■ **Data shown**:

+---+

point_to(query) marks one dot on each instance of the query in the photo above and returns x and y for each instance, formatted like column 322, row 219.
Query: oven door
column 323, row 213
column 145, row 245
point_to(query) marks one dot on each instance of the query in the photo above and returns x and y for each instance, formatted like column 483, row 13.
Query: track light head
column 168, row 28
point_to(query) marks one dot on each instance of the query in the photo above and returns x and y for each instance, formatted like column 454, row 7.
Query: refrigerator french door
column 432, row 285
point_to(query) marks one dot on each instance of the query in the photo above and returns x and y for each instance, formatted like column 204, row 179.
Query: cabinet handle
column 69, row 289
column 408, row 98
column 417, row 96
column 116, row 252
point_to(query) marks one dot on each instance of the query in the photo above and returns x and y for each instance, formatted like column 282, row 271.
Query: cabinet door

+---+

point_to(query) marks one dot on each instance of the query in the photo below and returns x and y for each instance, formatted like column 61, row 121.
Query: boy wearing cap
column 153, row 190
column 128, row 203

+---+

■ **What is expected**:
All that is wanted is a faithful reproduction of the line above with "322, row 219.", the line with "Query: cabinet door", and every line in between.

■ **Expected answer**:
point_to(query) marks one dot on each instance of the query in the photo above and returns x and y for each instance, formatted like column 322, row 219.
Query: oven door
column 323, row 213
column 145, row 245
point_to(query) marks one dot on each instance of the query in the photo above and returns x and y for each instance, formatted like column 483, row 13.
Query: track light head
column 168, row 28
point_to(query) marks one dot on each instance of the query in the photo above and returns x and y for each instance, formatted like column 454, row 7.
Query: refrigerator french door
column 432, row 285
point_to(query) marks one dot on each instance of the query in the photo above and returns x and y for each instance, formatted like column 204, row 179.
Query: cabinet handle
column 69, row 289
column 408, row 98
column 417, row 96
column 116, row 252
point_to(query) marks one dot on each instance of the query in the photo above and returns x and y for each instance, formatted like column 282, row 271.
Query: cabinet door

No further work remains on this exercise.